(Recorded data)

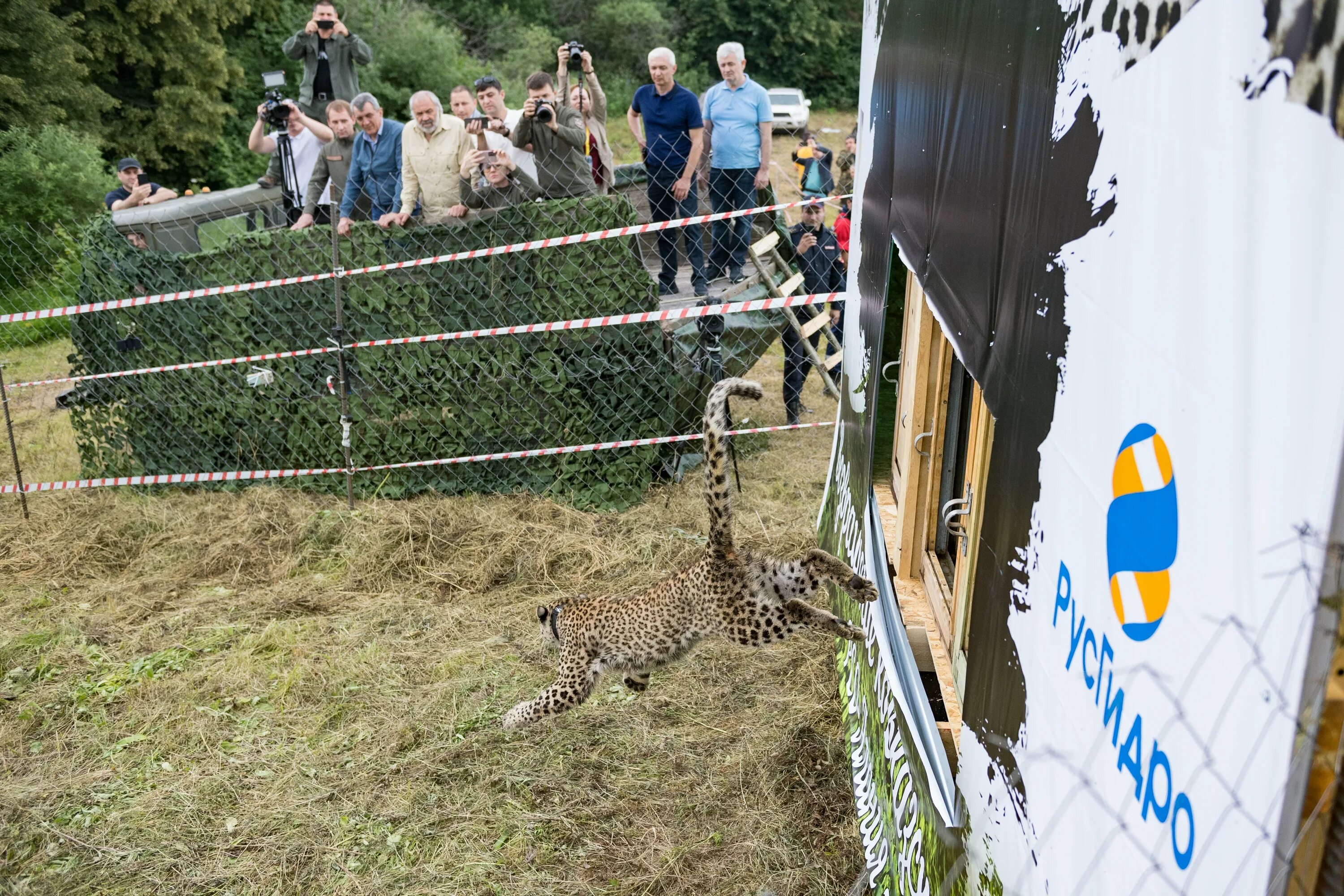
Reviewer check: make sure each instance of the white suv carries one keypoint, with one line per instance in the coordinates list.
(789, 108)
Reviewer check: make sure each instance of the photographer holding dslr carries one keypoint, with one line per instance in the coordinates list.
(590, 100)
(330, 53)
(558, 142)
(306, 142)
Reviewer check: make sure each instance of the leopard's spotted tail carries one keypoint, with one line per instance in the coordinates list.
(717, 492)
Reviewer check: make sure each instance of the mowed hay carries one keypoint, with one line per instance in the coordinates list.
(260, 692)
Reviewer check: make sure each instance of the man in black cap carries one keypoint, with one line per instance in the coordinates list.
(132, 191)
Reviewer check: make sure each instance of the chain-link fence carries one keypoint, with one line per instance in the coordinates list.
(127, 302)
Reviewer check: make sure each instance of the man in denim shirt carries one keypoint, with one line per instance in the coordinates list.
(375, 166)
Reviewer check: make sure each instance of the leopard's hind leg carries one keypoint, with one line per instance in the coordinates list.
(573, 684)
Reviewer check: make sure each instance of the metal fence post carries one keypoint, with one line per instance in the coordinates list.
(14, 447)
(339, 335)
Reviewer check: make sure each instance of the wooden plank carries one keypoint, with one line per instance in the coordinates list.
(767, 244)
(940, 597)
(816, 323)
(827, 386)
(791, 285)
(920, 330)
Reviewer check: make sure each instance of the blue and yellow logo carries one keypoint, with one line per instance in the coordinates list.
(1142, 532)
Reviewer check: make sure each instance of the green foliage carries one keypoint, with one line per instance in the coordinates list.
(410, 402)
(166, 65)
(52, 178)
(413, 50)
(50, 175)
(43, 77)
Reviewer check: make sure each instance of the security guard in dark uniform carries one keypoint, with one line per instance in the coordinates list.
(818, 256)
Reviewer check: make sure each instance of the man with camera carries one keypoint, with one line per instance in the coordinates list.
(671, 148)
(331, 171)
(463, 103)
(738, 123)
(432, 154)
(375, 166)
(558, 140)
(590, 100)
(490, 179)
(306, 140)
(494, 129)
(818, 256)
(134, 193)
(330, 53)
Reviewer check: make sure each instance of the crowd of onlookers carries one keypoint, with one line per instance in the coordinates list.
(354, 163)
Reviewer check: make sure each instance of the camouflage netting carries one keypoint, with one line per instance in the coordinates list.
(408, 402)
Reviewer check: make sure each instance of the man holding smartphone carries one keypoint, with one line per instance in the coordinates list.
(134, 191)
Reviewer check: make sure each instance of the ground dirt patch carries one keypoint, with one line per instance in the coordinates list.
(260, 692)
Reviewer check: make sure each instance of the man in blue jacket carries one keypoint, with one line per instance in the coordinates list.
(375, 167)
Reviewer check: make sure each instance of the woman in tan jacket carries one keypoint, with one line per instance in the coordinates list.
(590, 100)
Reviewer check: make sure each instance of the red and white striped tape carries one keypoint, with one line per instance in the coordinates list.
(581, 323)
(238, 476)
(435, 260)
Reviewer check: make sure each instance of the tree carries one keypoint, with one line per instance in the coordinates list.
(50, 175)
(43, 77)
(166, 66)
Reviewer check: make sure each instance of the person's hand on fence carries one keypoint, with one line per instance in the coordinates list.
(682, 189)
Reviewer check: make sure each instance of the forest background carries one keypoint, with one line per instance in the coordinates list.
(175, 82)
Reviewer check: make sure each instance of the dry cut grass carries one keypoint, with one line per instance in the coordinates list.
(261, 692)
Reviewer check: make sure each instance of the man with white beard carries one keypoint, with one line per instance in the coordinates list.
(432, 155)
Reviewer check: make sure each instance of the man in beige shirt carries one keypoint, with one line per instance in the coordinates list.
(432, 155)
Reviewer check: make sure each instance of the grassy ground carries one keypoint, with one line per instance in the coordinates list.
(260, 692)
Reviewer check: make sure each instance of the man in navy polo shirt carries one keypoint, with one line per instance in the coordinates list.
(737, 123)
(671, 147)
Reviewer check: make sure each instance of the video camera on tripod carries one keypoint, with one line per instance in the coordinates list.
(277, 116)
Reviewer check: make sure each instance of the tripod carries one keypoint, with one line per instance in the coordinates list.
(291, 189)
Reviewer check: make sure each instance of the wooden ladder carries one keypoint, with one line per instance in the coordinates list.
(769, 245)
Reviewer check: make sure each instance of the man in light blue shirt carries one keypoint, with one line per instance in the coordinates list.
(737, 125)
(375, 166)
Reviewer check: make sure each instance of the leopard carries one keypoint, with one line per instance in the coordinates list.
(728, 593)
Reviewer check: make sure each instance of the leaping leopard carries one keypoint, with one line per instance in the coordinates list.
(753, 601)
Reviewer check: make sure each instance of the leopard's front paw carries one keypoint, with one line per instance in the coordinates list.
(862, 590)
(518, 716)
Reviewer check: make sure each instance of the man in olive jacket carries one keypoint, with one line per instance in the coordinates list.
(330, 53)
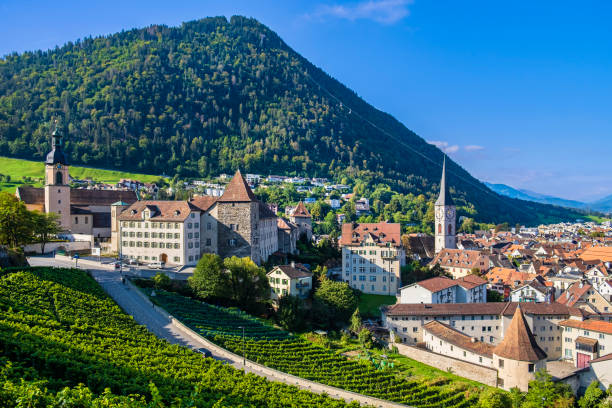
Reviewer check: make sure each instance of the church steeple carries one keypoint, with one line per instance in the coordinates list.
(56, 155)
(444, 198)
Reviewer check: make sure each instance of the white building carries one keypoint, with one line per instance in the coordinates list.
(372, 257)
(468, 289)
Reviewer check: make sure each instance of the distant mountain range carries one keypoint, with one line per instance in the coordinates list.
(602, 205)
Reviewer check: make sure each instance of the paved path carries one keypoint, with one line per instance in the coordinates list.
(164, 327)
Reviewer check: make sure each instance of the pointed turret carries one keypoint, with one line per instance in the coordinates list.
(237, 190)
(56, 155)
(444, 198)
(518, 343)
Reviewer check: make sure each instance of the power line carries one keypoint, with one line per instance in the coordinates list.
(353, 112)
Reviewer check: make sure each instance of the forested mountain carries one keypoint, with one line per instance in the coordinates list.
(214, 95)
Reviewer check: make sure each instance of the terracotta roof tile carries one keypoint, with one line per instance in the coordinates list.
(593, 325)
(382, 233)
(518, 342)
(237, 190)
(458, 339)
(161, 211)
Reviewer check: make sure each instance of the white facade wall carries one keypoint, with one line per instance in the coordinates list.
(373, 269)
(486, 328)
(440, 346)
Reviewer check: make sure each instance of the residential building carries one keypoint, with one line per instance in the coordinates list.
(293, 280)
(586, 340)
(445, 214)
(459, 263)
(468, 289)
(487, 322)
(372, 257)
(164, 231)
(80, 211)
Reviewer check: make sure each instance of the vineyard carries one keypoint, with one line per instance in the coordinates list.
(63, 342)
(291, 354)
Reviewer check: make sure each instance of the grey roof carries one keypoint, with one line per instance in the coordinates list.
(444, 198)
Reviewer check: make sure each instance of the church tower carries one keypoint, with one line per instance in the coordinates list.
(445, 216)
(57, 182)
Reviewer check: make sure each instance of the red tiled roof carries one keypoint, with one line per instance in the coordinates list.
(301, 211)
(593, 325)
(491, 308)
(382, 233)
(518, 342)
(452, 336)
(237, 190)
(203, 202)
(161, 211)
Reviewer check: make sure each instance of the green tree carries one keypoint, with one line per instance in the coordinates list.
(356, 321)
(16, 222)
(338, 299)
(291, 313)
(592, 396)
(248, 283)
(45, 226)
(210, 280)
(494, 398)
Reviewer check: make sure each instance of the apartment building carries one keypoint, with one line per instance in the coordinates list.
(468, 289)
(372, 257)
(486, 322)
(165, 231)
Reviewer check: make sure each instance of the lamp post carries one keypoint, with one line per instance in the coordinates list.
(243, 351)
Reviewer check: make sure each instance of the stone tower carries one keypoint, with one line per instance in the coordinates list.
(445, 216)
(237, 212)
(57, 182)
(302, 218)
(518, 357)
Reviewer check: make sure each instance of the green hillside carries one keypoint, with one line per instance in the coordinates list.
(32, 172)
(214, 95)
(58, 329)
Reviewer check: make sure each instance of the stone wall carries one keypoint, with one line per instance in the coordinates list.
(475, 372)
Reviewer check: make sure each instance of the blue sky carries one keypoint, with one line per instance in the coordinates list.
(517, 92)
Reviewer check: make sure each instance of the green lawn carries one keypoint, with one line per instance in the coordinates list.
(19, 169)
(369, 304)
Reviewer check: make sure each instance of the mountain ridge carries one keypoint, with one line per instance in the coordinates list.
(214, 95)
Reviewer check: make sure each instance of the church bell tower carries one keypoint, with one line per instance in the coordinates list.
(57, 182)
(445, 216)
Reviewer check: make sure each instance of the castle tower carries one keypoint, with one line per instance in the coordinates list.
(302, 218)
(445, 216)
(57, 182)
(518, 357)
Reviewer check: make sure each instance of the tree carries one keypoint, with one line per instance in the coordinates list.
(592, 396)
(248, 283)
(161, 281)
(356, 321)
(291, 313)
(338, 299)
(210, 280)
(46, 225)
(494, 398)
(365, 338)
(15, 222)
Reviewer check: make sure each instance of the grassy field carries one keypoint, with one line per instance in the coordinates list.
(369, 304)
(32, 172)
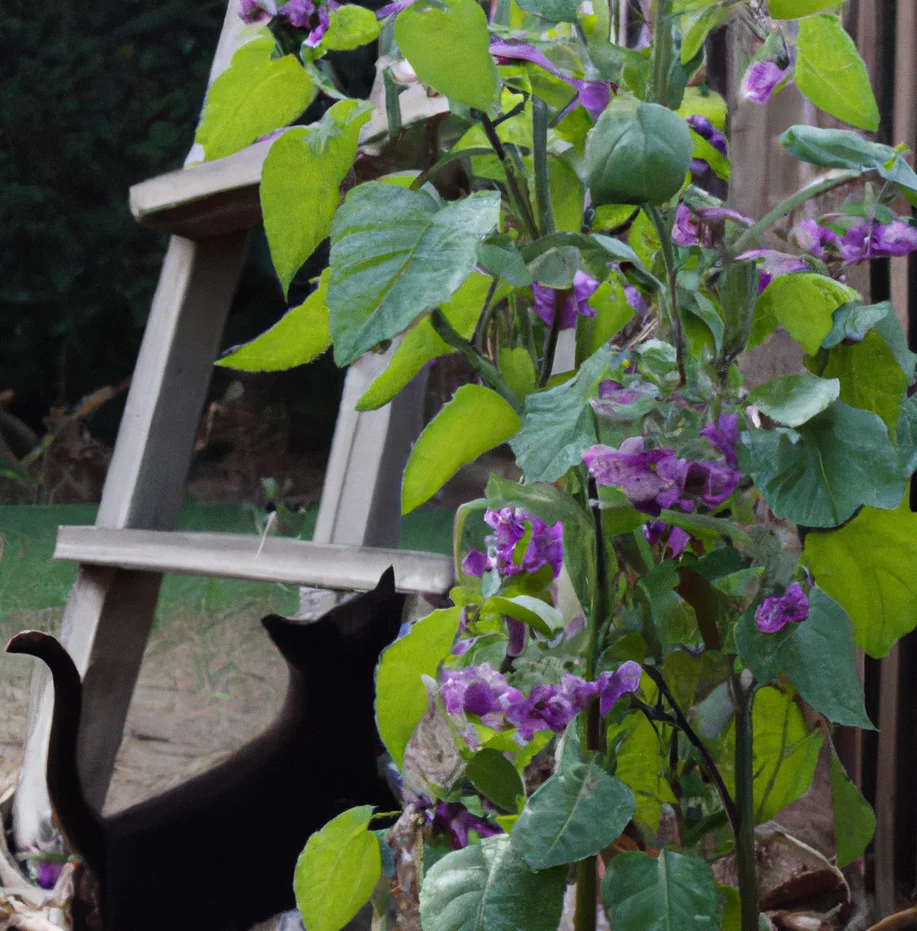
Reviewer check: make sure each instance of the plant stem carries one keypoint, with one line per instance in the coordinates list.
(707, 761)
(550, 349)
(753, 233)
(668, 257)
(745, 836)
(586, 895)
(661, 56)
(520, 202)
(483, 366)
(540, 157)
(480, 331)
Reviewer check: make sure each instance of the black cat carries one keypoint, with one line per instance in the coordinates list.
(218, 852)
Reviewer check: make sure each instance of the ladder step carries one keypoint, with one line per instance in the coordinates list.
(204, 200)
(238, 556)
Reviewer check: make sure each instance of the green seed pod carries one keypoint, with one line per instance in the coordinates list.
(637, 153)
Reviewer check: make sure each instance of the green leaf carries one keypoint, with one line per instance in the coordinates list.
(422, 343)
(254, 96)
(704, 150)
(795, 399)
(861, 567)
(853, 321)
(835, 148)
(488, 887)
(555, 11)
(671, 892)
(830, 72)
(804, 303)
(301, 180)
(695, 27)
(854, 821)
(551, 505)
(795, 9)
(499, 256)
(395, 255)
(349, 28)
(300, 336)
(637, 153)
(575, 814)
(475, 420)
(836, 462)
(642, 762)
(870, 377)
(338, 871)
(448, 46)
(558, 425)
(492, 774)
(785, 753)
(401, 699)
(518, 370)
(831, 684)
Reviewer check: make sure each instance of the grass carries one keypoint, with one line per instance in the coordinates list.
(31, 581)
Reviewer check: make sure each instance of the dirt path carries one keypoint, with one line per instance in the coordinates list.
(206, 687)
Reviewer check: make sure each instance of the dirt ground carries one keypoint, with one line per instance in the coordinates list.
(207, 686)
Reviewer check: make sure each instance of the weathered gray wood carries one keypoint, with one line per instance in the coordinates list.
(361, 497)
(110, 612)
(238, 556)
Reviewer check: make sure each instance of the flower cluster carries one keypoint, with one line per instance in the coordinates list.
(762, 78)
(775, 613)
(575, 301)
(301, 14)
(654, 479)
(706, 130)
(485, 693)
(509, 525)
(594, 96)
(454, 821)
(861, 241)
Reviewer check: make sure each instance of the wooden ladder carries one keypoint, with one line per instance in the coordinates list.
(208, 209)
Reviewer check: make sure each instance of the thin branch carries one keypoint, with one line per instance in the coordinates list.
(707, 760)
(483, 366)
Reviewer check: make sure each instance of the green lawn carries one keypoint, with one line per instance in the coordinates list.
(30, 580)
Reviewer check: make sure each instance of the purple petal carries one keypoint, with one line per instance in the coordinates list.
(775, 613)
(761, 79)
(626, 679)
(475, 563)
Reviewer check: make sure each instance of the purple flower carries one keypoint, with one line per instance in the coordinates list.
(773, 265)
(814, 238)
(775, 613)
(630, 468)
(626, 679)
(761, 80)
(475, 563)
(584, 286)
(390, 8)
(48, 872)
(298, 13)
(324, 21)
(721, 215)
(723, 436)
(545, 547)
(678, 540)
(685, 231)
(453, 820)
(593, 95)
(473, 690)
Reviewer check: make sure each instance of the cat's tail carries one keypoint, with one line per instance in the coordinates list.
(81, 826)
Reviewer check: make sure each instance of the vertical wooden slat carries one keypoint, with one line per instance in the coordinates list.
(109, 613)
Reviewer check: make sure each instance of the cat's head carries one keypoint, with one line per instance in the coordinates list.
(349, 637)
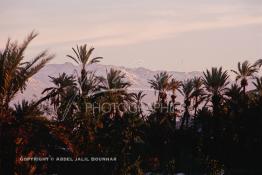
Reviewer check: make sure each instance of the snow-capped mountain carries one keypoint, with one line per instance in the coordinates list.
(137, 76)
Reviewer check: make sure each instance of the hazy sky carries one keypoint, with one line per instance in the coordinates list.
(179, 35)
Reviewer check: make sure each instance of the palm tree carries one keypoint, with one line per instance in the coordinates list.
(32, 126)
(161, 84)
(138, 102)
(245, 71)
(198, 92)
(234, 94)
(114, 90)
(174, 85)
(258, 85)
(64, 88)
(258, 63)
(14, 75)
(187, 92)
(82, 57)
(215, 82)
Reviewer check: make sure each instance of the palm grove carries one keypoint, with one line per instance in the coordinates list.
(218, 127)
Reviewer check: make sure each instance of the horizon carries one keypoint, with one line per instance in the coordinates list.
(167, 35)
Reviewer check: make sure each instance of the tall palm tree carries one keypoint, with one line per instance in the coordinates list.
(15, 71)
(56, 93)
(161, 84)
(187, 92)
(198, 92)
(114, 90)
(14, 75)
(174, 85)
(245, 71)
(59, 95)
(82, 57)
(138, 97)
(234, 95)
(215, 82)
(258, 63)
(258, 85)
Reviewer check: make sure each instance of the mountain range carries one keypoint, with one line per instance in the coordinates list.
(137, 76)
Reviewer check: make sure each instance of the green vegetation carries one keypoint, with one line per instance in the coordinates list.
(219, 129)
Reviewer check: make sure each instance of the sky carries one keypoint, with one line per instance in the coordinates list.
(176, 35)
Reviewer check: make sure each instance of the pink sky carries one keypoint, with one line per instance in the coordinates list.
(166, 34)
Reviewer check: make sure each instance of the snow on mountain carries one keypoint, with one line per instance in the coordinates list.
(137, 76)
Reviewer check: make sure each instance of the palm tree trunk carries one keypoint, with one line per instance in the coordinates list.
(7, 149)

__WORK TO COMPLETE__: Return the lines from the line containing "Reviewer check: make sure each instance of the mountain range" to the end of the entries above, exactly as they appear and with no other output.

__ANSWER__:
Reviewer check: make sure each instance of the mountain range carries one keypoint, with one line per instance in the coordinates list.
(137, 76)
Reviewer check: make sure each instance of the green vegetation carries one keypoint, with one line per instance in the coordinates list.
(219, 129)
Reviewer check: make sure each instance of the sky carries one keypoint, with one line per instance in the coordinates list.
(176, 35)
Reviewer check: make sure each instance of the pink sky carries one keypoint, with one line per instance in the coordinates list.
(166, 34)
Reviewer check: make sure each instance of the snow on mountain carries one keypoint, with one line per instance in the coordinates list.
(137, 76)
Reviewer check: make sure each instance of the palm tree trunk carries one keypoint, with one line per instance in the coordinates list.
(7, 149)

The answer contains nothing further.